====== TASK INPUT ======

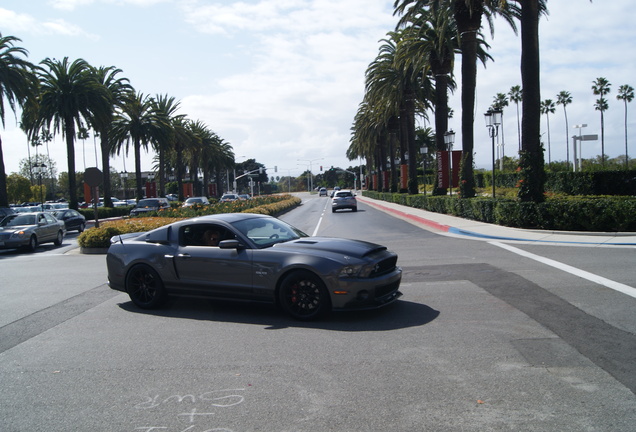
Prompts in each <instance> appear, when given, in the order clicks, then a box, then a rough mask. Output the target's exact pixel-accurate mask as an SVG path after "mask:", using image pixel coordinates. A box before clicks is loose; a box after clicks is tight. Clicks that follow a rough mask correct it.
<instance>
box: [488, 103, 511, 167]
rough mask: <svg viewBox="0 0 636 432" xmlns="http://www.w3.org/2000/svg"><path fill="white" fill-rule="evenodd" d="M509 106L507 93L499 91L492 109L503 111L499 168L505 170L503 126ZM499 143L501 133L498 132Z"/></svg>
mask: <svg viewBox="0 0 636 432" xmlns="http://www.w3.org/2000/svg"><path fill="white" fill-rule="evenodd" d="M507 106H508V97H507V96H506V94H505V93H497V95H496V96H495V97H494V98H493V100H492V105H491V108H492V109H497V110H499V111H501V155H500V156H499V169H500V170H503V161H504V147H505V140H504V127H503V118H504V115H503V111H504V108H505V107H507ZM497 143H499V134H497Z"/></svg>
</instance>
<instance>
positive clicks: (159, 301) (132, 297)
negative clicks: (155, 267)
mask: <svg viewBox="0 0 636 432" xmlns="http://www.w3.org/2000/svg"><path fill="white" fill-rule="evenodd" d="M126 292H127V293H128V295H129V296H130V299H131V300H132V302H133V303H134V304H136V305H137V306H139V307H140V308H142V309H154V308H157V307H159V306H161V305H162V304H163V303H164V301H165V299H166V293H165V289H164V287H163V282H162V281H161V277H160V276H159V274H158V273H157V272H156V271H155V270H154V269H153V268H151V267H150V266H148V265H145V264H138V265H136V266H134V267H133V268H132V269H130V271H129V272H128V276H126Z"/></svg>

======

Scan the records above for the string "instance", then select every line that holds it.

Prompts in each <instance> appear, when given, in the order clicks, then a box, then a rough mask. Output the target's exact pixel-accurate mask as an SVG path after "mask:", using image pixel coordinates. A box before clicks is loose; a box after clicks is tight. Clicks that follow a rough mask correct it.
<instance>
</instance>
<instance>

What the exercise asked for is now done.